▶ [JOB A] In the article on the breath-test ruling, rewrite the passage that begins at the words "C.A. Rules Officers" and stops after "the requisite quarter-hour.", substituting "cruiser" for "patrol car" throughout.

▶ [PROVIDED PASSAGE]
[start]

Metropolitan News-Enterprise

 

Monday, February 3, 2003

 

Page 3

 

C.A. Rules Officers Not Required to Keep Eyes on Suspect for Breath Test

 

By a MetNews Staff Writer

 

A motorist suspected of driving while intoxicated need not be kept under constant eye-to-eye watch for 15 minutes prior to taking a breath test to satisfy a state regulation governing license revocation, the Fourth District Court of Appeal ruled Friday.

The purpose of the rule is to make sure the driver does not ingest anything before the test to interfere with the results, Justice Terry B. O’Rourke of Div. One said, so it was enough for a California Highway Patrol officer to keep a suspected drunk driver in his patrol car for the requisite quarter-hour.

The ruling reverses the San Diego Superior Court, which accepted driver Jaime Cordova Manriquez’s argument that the 15-minute rule was violated in his case because the officer seated him in the patrol car’s back seat, where he could not easily be seen.

Regulation 1219.3 of 17 Cal. Code Regs. provides that a breath sample “shall be collected only after the subject has been under continuous observation for at least fifteen minutes prior to collection of the breath sample, during which time the subject must not have ingested alcoholic beverages or other fluids, regurgitated, vomited, eaten or smoked.”

When CHP Officer Timothy Fenton stopped Manriquez on Interstate 5 just after midnight on Aug. 18, 2001, he administered field sobriety tests, concluded he was driving under the influence and arrested him.

At about 12:19 a.m., Fenton put Manriquez in the back of his patrol car, then called a tow truck and waited for it to arrive. While waiting, he sat in the front seat, doing paperwork and talking to Manriquez.

[end]

▶ [JOB B] Quote the rows word for word. Begin at the line that has "Mark each instance of the porch" and stop after the final line of the rows, including both ends.

▶ [SUPPLIED DATA]
[start]

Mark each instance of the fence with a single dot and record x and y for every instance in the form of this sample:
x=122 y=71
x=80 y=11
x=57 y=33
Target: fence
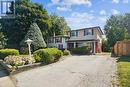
x=122 y=48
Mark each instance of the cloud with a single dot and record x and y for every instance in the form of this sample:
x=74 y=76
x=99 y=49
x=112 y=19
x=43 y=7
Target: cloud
x=81 y=20
x=63 y=8
x=125 y=1
x=55 y=1
x=115 y=1
x=118 y=1
x=115 y=12
x=102 y=12
x=68 y=3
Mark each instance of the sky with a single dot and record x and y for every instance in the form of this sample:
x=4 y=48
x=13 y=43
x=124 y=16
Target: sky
x=85 y=13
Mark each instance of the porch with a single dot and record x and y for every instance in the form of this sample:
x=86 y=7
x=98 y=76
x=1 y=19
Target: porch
x=94 y=44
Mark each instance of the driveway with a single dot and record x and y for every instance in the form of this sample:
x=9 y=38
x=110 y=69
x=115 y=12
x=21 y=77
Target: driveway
x=74 y=71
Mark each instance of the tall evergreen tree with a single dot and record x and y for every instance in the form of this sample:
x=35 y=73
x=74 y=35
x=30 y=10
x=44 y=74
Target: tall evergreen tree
x=34 y=33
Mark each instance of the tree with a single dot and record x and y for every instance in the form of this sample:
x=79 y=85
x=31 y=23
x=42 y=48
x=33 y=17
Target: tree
x=105 y=46
x=2 y=39
x=59 y=25
x=34 y=33
x=115 y=30
x=26 y=13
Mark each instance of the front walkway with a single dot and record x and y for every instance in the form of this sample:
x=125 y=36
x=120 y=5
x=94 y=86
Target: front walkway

[end]

▶ [WRITTEN SOLUTION A]
C.A. Rules Officers Not Required to Keep Eyes on Suspect for Breath Test

 

By a MetNews Staff Writer

 

A motorist suspected of driving while intoxicated need not be kept under constant eye-to-eye watch for 15 minutes prior to taking a breath test to satisfy a state regulation governing license revocation, the Fourth District Court of Appeal ruled Friday.

The purpose of the rule is to make sure the driver does not ingest anything before the test to interfere with the results, Justice Terry B. O’Rourke of Div. One said, so it was enough for a California Highway Patrol officer to keep a suspected drunk driver in his cruiser for the requisite quarter-hour.

▶ [WRITTEN SOLUTION B]
Mark each instance of the porch with a single dot and record x and y for every instance in the form of this sample:
x=86 y=7
x=98 y=76
x=1 y=19
Target: porch
x=94 y=44
Mark each instance of the driveway with a single dot and record x and y for every instance in the form of this sample:
x=9 y=38
x=110 y=69
x=115 y=12
x=21 y=77
Target: driveway
x=74 y=71
Mark each instance of the tall evergreen tree with a single dot and record x and y for every instance in the form of this sample:
x=35 y=73
x=74 y=35
x=30 y=10
x=44 y=74
Target: tall evergreen tree
x=34 y=33
Mark each instance of the tree with a single dot and record x and y for every instance in the form of this sample:
x=79 y=85
x=31 y=23
x=42 y=48
x=33 y=17
Target: tree
x=105 y=46
x=2 y=39
x=59 y=25
x=34 y=33
x=115 y=30
x=26 y=13
Mark each instance of the front walkway with a single dot and record x and y for every instance in the form of this sample:
x=125 y=36
x=120 y=5
x=94 y=86
Target: front walkway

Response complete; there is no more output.